======== TRECHO PARA LEITURA ========

Presença de jovens amplia reflexão sobre políticas públicas de combate ao trabalho infantil
Brasília – Dezenove integrantes do Comitê Nacional de Adolescentes na Prevenção e Erradicação do Trabalho Infantil (Conapeti) e dos Fóruns Nacional e Estaduais de Prevenção e Erradicação do Trabalho Infantil participaram, dia 17 de setembro, pela primeira vez, de uma reunião da Coordenadoria Nacional de Combate à Exploração do Trabalho da Criança e do Adolescente (Coordinfância) do Ministério Público do Trabalho (MPT). O convite teve como objetivo concretizar a Convenção sobre os Direitos da Criança e o Estatuto da Criança e do Adolescente, que reconhecem a participação sociopolítica de crianças e adolescentes como um direito humano. A reunião ocorreu na sede da Procuradoria-Geral do Trabalho (PGT), em Brasília.
O MPT busca fomentar a participação de adolescentes no combate ao trabalho infantil e nas discussões sobre a temática, a partir da escuta de suas vozes, permitindo-lhes seu desenvolvimento como sujeitos políticos.
A participação de adolescentes será institucionalizada no âmbito da Coordinfância, após decisão do colegiado. A ideia é que os encontros sejam realizados, pelo menos, duas vezes ao ano. “Demos o primeiro passo no processo de escuta, que precisa ser institucionalizado na coordenadoria, a partir de um movimento de interação e amadurecimento institucional”, diz a coordenadora nacional de Combate à Exploração do Trabalho da Criança e do Adolescente, Ana Maria Villa Real. Ela acredita ser necessário permitir que os sujeitos ocupem espaços nas instituições. Isso contribui para o desenvolvimento do pensar criticamente e para a formação da cidadania e também para o fortalecimento da própria democracia. “O modelo adultocêntrico foi superado no âmbito normativo, quando crianças e adolescentes se tornaram sujeitos de direitos e, portanto, passaram a ser reconhecidos legalmente como dotados de identidade e de protagonismo. Abrir espaço para a participação sociopolítica de crianças e adolescentes faz com que saiamos da nossa condição de privilégio”, acrescentou.
O procurador-geral do Trabalho, José de Lima Ramos Pereira, ressaltou a importância da participação de representantes de todo o Brasil. “A capilaridade das regionais do Ministério Público do Trabalho permite essa escuta, que é essencial no enfrentamento à exploração do trabalho da criança e do adolescente e nas discussões respectivas”.

========

== DESCRIÇÃO DO PROBLEMA ==
Transcreva literalmente o trecho da notícia sobre a participação de adolescentes no combate ao trabalho infantil, de “Presença de jovens” até “(PGT), em Brasília.”.

======== TRECHOS DOS DADOS ========

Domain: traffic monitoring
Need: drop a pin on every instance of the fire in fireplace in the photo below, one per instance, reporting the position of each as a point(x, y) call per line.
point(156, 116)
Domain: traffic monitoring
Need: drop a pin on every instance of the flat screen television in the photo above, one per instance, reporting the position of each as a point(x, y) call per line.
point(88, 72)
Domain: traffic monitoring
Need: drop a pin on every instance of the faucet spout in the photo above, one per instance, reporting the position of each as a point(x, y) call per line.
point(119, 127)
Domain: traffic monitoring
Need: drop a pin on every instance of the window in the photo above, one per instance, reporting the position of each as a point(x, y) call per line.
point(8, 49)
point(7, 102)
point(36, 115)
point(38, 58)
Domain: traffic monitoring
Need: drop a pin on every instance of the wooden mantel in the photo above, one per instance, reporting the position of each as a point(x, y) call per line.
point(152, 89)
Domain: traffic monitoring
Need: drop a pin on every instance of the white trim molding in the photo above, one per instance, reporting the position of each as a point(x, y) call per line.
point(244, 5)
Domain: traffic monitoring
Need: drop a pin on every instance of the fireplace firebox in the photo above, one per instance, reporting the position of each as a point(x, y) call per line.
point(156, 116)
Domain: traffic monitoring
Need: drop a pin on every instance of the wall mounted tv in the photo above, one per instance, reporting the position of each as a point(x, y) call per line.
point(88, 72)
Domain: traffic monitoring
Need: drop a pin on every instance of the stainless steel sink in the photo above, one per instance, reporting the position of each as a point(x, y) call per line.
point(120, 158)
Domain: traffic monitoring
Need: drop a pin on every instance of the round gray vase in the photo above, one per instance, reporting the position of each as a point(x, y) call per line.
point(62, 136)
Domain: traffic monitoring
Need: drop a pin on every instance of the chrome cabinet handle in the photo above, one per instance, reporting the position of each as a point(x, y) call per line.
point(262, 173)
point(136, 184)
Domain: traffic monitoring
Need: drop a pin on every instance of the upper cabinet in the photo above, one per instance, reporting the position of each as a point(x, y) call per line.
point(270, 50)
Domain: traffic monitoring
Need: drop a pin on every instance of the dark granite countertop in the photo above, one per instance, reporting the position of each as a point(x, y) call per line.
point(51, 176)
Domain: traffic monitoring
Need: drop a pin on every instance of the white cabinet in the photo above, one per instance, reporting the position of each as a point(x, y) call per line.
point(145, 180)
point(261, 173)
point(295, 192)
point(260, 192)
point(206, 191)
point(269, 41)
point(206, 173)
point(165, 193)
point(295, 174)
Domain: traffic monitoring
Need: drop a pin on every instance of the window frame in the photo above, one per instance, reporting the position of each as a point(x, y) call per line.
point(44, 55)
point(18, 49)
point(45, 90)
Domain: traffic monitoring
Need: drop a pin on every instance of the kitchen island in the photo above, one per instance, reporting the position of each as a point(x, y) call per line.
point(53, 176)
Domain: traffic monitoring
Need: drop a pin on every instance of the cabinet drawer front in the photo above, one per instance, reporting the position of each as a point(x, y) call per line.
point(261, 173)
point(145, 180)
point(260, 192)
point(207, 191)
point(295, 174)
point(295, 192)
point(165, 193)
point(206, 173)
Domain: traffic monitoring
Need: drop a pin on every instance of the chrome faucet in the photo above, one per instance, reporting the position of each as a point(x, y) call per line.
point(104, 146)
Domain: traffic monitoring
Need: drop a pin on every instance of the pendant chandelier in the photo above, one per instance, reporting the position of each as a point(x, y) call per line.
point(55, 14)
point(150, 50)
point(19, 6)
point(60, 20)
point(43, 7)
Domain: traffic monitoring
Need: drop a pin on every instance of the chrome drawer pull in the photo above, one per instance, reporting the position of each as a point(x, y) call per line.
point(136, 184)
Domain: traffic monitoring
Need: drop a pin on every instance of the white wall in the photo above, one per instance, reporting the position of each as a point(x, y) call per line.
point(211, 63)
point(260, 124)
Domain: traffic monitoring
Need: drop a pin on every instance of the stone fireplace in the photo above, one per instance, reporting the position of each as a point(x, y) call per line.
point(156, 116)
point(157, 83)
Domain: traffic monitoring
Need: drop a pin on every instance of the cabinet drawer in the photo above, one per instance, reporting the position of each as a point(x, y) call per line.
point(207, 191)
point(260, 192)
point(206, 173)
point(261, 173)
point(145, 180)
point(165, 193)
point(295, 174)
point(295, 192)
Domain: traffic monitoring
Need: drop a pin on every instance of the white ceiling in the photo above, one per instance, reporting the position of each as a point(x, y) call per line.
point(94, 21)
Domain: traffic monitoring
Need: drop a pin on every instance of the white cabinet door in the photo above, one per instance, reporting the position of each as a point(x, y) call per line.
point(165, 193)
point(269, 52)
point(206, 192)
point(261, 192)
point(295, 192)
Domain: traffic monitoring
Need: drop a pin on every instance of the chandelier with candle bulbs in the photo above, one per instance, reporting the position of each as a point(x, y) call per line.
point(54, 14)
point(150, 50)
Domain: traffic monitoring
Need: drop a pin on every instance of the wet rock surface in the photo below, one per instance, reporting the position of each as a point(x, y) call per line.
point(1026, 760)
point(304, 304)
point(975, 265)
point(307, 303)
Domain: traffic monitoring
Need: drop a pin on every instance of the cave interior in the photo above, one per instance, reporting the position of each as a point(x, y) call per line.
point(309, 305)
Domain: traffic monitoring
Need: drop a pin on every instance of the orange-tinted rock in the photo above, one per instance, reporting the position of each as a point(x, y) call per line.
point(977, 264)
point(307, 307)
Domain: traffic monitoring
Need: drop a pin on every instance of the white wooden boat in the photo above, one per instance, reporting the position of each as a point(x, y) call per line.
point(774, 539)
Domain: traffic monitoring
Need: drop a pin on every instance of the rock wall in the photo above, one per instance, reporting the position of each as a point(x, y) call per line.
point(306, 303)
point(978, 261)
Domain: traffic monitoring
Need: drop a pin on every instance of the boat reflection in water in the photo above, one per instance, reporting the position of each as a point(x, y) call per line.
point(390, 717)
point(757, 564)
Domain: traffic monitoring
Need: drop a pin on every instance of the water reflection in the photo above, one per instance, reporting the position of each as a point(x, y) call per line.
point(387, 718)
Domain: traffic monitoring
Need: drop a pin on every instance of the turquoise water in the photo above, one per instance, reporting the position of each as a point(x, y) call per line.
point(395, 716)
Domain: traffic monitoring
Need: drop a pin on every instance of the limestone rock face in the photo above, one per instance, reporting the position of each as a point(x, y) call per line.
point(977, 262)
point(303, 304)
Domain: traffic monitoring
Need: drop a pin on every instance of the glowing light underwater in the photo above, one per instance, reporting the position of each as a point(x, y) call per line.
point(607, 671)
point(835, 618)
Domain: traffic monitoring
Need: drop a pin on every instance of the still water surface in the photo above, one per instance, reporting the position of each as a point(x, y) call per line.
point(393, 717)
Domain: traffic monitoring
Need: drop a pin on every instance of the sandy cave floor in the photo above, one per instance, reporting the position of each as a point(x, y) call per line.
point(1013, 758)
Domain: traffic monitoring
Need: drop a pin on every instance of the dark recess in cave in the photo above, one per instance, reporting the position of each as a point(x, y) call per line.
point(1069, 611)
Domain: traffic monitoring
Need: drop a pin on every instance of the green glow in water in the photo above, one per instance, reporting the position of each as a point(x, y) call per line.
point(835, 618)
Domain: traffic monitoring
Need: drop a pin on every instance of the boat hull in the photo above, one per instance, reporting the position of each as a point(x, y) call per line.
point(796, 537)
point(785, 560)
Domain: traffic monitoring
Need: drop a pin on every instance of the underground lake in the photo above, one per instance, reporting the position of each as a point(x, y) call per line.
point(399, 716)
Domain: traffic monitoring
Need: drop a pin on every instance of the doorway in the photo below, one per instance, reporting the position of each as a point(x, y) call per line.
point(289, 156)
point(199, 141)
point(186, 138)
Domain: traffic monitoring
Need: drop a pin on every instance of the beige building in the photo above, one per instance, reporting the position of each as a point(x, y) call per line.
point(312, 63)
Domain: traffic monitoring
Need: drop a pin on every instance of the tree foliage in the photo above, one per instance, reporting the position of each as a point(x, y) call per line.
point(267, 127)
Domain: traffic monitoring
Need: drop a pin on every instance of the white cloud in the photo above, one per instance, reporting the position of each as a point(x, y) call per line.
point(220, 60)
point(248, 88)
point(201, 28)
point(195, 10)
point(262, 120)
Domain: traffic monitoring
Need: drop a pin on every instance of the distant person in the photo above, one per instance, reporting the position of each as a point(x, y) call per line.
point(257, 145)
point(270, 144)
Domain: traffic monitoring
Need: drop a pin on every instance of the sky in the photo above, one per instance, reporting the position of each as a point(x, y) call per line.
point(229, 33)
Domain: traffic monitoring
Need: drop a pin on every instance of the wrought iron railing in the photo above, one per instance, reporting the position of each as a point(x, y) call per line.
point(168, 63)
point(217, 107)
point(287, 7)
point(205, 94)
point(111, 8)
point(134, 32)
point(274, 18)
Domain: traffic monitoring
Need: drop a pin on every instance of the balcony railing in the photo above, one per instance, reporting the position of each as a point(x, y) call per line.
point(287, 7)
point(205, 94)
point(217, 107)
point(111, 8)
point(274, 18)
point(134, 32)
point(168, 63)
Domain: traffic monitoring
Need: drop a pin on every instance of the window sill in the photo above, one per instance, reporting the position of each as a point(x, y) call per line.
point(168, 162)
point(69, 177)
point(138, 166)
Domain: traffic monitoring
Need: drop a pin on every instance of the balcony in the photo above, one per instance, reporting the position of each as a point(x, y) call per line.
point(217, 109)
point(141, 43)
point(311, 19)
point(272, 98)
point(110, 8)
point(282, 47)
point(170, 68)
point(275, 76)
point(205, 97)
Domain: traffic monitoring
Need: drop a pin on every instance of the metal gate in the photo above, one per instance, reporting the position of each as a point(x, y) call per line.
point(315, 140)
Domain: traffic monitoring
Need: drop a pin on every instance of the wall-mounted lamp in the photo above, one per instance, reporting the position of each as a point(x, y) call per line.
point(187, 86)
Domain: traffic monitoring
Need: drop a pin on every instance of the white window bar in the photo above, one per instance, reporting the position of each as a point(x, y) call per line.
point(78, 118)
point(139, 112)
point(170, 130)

========

== RESPOSTA AO EXERCÍCIO ==
Presença de jovens amplia reflexão sobre políticas públicas de combate ao trabalho infantil
Brasília – Dezenove integrantes do Comitê Nacional de Adolescentes na Prevenção e Erradicação do Trabalho Infantil (Conapeti) e dos Fóruns Nacional e Estaduais de Prevenção e Erradicação do Trabalho Infantil participaram, dia 17 de setembro, pela primeira vez, de uma reunião da Coordenadoria Nacional de Combate à Exploração do Trabalho da Criança e do Adolescente (Coordinfância) do Ministério Público do Trabalho (MPT). O convite teve como objetivo concretizar a Convenção sobre os Direitos da Criança e o Estatuto da Criança e do Adolescente, que reconhecem a participação sociopolítica de crianças e adolescentes como um direito humano. A reunião ocorreu na sede da Procuradoria-Geral do Trabalho (PGT), em Brasília.